Copy every line of the listing exactly.

Record list
▼
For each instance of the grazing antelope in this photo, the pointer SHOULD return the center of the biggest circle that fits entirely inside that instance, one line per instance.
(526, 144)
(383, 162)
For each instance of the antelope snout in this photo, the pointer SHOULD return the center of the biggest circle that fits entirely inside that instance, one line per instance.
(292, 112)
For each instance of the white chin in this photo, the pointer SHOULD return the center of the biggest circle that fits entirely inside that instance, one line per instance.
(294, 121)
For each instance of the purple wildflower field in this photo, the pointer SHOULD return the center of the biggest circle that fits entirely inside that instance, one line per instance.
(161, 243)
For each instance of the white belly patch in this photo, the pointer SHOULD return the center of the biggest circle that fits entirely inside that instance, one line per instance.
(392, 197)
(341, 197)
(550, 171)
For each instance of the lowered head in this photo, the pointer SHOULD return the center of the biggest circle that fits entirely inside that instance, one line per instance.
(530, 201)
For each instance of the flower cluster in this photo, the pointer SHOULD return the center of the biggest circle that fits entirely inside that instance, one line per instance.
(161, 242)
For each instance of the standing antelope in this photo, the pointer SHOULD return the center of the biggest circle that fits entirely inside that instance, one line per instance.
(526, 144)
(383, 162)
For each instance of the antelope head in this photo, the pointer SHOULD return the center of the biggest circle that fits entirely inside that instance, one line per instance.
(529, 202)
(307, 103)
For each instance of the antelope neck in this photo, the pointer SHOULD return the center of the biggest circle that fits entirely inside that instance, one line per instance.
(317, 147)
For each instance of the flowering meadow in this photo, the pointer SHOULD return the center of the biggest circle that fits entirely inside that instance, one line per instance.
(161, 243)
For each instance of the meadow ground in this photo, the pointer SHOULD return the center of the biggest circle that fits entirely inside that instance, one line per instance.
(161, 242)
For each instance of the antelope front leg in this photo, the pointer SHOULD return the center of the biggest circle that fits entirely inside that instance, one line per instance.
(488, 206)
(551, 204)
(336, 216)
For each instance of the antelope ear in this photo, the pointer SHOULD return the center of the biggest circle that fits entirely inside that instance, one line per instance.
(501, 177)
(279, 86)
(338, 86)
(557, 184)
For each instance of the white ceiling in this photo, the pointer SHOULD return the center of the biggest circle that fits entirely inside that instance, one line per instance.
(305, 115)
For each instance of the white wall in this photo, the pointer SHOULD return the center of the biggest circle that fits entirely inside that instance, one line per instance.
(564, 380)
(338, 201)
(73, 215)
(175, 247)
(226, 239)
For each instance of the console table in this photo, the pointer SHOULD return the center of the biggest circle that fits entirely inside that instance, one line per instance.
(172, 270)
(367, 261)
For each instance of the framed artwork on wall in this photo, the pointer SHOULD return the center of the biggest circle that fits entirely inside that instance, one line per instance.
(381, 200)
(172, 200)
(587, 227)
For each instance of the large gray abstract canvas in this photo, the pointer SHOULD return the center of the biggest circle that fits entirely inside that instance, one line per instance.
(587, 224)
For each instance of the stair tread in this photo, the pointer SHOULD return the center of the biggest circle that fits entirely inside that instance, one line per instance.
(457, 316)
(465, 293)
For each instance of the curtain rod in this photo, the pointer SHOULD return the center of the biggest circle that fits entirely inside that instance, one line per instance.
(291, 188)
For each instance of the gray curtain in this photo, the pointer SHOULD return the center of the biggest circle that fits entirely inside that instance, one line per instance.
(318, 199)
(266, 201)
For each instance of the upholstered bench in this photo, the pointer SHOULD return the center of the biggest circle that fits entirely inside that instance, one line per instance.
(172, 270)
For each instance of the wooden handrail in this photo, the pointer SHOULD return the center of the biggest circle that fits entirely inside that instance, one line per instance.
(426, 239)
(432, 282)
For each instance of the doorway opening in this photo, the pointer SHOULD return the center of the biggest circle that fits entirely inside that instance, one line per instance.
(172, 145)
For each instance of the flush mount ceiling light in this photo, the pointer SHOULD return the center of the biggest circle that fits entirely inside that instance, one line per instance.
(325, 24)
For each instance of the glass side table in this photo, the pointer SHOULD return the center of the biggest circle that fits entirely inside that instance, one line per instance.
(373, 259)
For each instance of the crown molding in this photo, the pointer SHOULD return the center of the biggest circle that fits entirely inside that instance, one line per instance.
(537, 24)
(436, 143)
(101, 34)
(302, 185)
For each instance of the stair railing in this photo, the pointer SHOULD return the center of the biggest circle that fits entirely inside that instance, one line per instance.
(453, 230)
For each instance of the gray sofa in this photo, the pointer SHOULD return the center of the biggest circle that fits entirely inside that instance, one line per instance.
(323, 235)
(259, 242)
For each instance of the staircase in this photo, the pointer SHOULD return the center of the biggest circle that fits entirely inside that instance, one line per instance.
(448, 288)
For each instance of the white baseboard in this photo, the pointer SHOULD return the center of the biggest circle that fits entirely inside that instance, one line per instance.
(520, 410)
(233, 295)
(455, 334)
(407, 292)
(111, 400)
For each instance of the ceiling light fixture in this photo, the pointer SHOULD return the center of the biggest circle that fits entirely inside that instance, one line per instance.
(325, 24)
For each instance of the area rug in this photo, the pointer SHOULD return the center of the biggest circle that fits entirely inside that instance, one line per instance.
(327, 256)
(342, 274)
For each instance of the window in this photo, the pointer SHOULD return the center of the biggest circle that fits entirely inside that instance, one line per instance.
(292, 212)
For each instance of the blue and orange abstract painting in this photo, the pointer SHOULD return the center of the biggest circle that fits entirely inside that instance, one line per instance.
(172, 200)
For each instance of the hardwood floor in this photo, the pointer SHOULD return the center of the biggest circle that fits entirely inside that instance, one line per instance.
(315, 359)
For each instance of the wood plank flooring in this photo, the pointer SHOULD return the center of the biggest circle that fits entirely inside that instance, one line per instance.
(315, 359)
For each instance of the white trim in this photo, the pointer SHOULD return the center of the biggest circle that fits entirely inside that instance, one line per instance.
▲
Solved exercise
For each instance of the grazing antelope in this photo, the pointer SHOULD return the center of the biggest circle that fits entirely inside that instance, one line per instance.
(526, 144)
(383, 162)
For each instance of the antelope snout in this photo, the pointer SHOULD return the center of the biggest circle that fits entirely inside that instance, one line per instance.
(292, 112)
For each instance of the white chin in this photo, the pointer SHOULD return the center of the biggest circle that fits entirely inside that instance, one line per instance.
(294, 121)
For each instance of the purple wildflower field in this photo, the pointer SHOULD return the center of the biggest circle that fits entirely inside that instance, one line per instance.
(161, 243)
For each instance of the white belly patch in this photo, the pointer SHOULD return the center of the biggest circle that fits entirely inside that instance, one line per instance.
(392, 197)
(341, 197)
(550, 171)
For each instance of the lowered head in this photo, the pointer SHOULD return the center of the biggest circle that fits entirely inside that instance, one line per instance.
(530, 201)
For each instance of the flower cluster in this photo, the pointer SHOULD return the center of the biggest circle that fits entirely inside that instance, one line per instance.
(161, 242)
For each instance of the standing antelope in this photo, the pointer SHOULD return the center of the biggest circle that fits entirely inside that instance, one line per instance.
(526, 144)
(383, 162)
For each instance of the antelope head in this photo, the pointer SHOULD return the center of the biggest circle that fits entirely inside that instance, one line per instance.
(529, 202)
(307, 103)
For each instance of the antelope neck in this photo, the pointer SHOULD return the center of the biggest circle that fits entirely inside that instance, one line per instance.
(317, 147)
For each instance of the flowering meadow in this photo, the pointer SHOULD return the center of the biggest circle that fits entirely inside that instance, one line per instance.
(161, 243)
For each instance of the meadow ground in this photo, the pointer SHOULD return the center of the biggest circle that fits entirely inside that instance, one line per instance.
(161, 242)
For each instance of the antelope front leg in this photo, the pointer SHOULD return the center of the biggest circle that fits entirely inside that instance, one line per instance.
(488, 206)
(551, 204)
(336, 216)
For each instance of the antelope ear in this photo, the pointer SHOULD return the center of the biggest circle that fits entirely inside that instance, one line per instance.
(501, 177)
(279, 86)
(338, 86)
(557, 184)
For each instance of the white ceiling in this photo, the pointer SHOULD return the center of the biggest circle that fits entirely inside that instance, one line per instance.
(305, 115)
For each instance of the white wall in this photo, the pointer SHOULD return the center of the biggest circle that fits entirely inside that instance, one line per instance.
(564, 380)
(338, 201)
(73, 215)
(175, 247)
(226, 239)
For each instance of the console table in this photo, the pointer SHOULD return the center of the biggest circle that fits entirely inside that instance, one line per instance.
(172, 270)
(367, 261)
For each instance of the framed artwork on wall in this photo, the pointer SHOULD return the center of the biggest circle that fits entirely inside that instance, one line per instance.
(381, 200)
(172, 200)
(587, 227)
For each instance of the large gray abstract canvas in this photo, the pointer SHOULD return the center of the biggest circle that fits entirely inside that instance, one line per instance.
(587, 224)
For each instance of the stair tread in this photo, the pointer SHOULD return the center of the biggest circle that fits entirely inside that instance, one line per instance.
(457, 316)
(465, 293)
For each instance of the curtain rod in this photo, the pointer SHOULD return the center of the biggest circle that fits entirely inside that instance, one line per instance.
(291, 188)
For each instance of the gray curtain in this photo, the pointer SHOULD return the center of the biggest circle that fits entirely inside that instance, one line per instance.
(318, 199)
(266, 201)
For each instance of the upholstered bench in this photo, the pointer SHOULD return the center of the biggest circle that fits entirely inside that instance, one line per instance.
(172, 270)
For each instance of the wooden handrail in this photo, the pointer SHOULD return the center of the biggest circle that fits entirely inside that instance, one line per instance.
(426, 239)
(432, 282)
For each instance of the doorway opening in this photo, the pointer SHOULD return the center of the biggest circle that fits entirely inside that instance, one line per instance.
(172, 145)
For each instance of the flush mount ceiling light in this photo, the pointer SHOULD return the center of the biggest circle that fits entirely inside that instance, one line per instance.
(325, 24)
For each instance of the glass side table in this photo, the pointer SHOULD return the center of the biggest circle that fits entirely inside that instance, one line per instance.
(373, 259)
For each instance of the crown molding in this photo, the pointer SHOULD return the center of the biggest circle that fits entirely inside that instance, one line per instance.
(537, 24)
(436, 143)
(101, 34)
(302, 185)
For each instance of the stair railing in this photo, the pointer SHOULD return the center of the biggest circle that fits entirely inside that instance, one line per instance.
(453, 230)
For each instance of the gray sofa in this photo, the pointer SHOULD return the center of the biggest circle that fits entirely inside that instance, one line per instance.
(323, 235)
(259, 242)
For each instance of the staircase in this photo, the pointer SHOULD return the center of the biggest circle that fits entirely inside that instance, one line per instance.
(448, 288)
For each instance of the white baseboard in this photo, the pointer SHOULD return the center of the biggest circle that fits entirely inside that instance, one line per instance.
(520, 410)
(233, 295)
(455, 334)
(407, 292)
(111, 400)
For each instance of the ceiling light fixture in this photo, the pointer SHOULD return the center of the biggest circle that fits entirely inside that instance, one line per instance.
(325, 24)
For each instance of the area rug in this photo, the pointer SHOULD return the center of the biggest circle that fits entirely inside that instance, one line per instance.
(327, 256)
(342, 274)
For each instance of the window in this photo, the pointer SHOULD return the center of the biggest circle that fits entirely inside that instance, one line per instance.
(292, 212)
For each instance of the blue and orange abstract painting in this photo, the pointer SHOULD return the center of the biggest circle that fits entirely inside that instance, one line per instance.
(172, 200)
For each instance of the hardwood floor in this photo, the pointer SHOULD return the center of the biggest circle that fits entirely inside that instance, one line per instance.
(315, 359)
For each instance of the wood plank flooring in this photo, the pointer SHOULD return the center of the biggest circle that fits entirely inside that instance, one line per instance.
(315, 359)
For each instance of the white trim in this photo, the pointer SHOULD return the center of the biggest circle that fits entirely inside that instance, one line per instance.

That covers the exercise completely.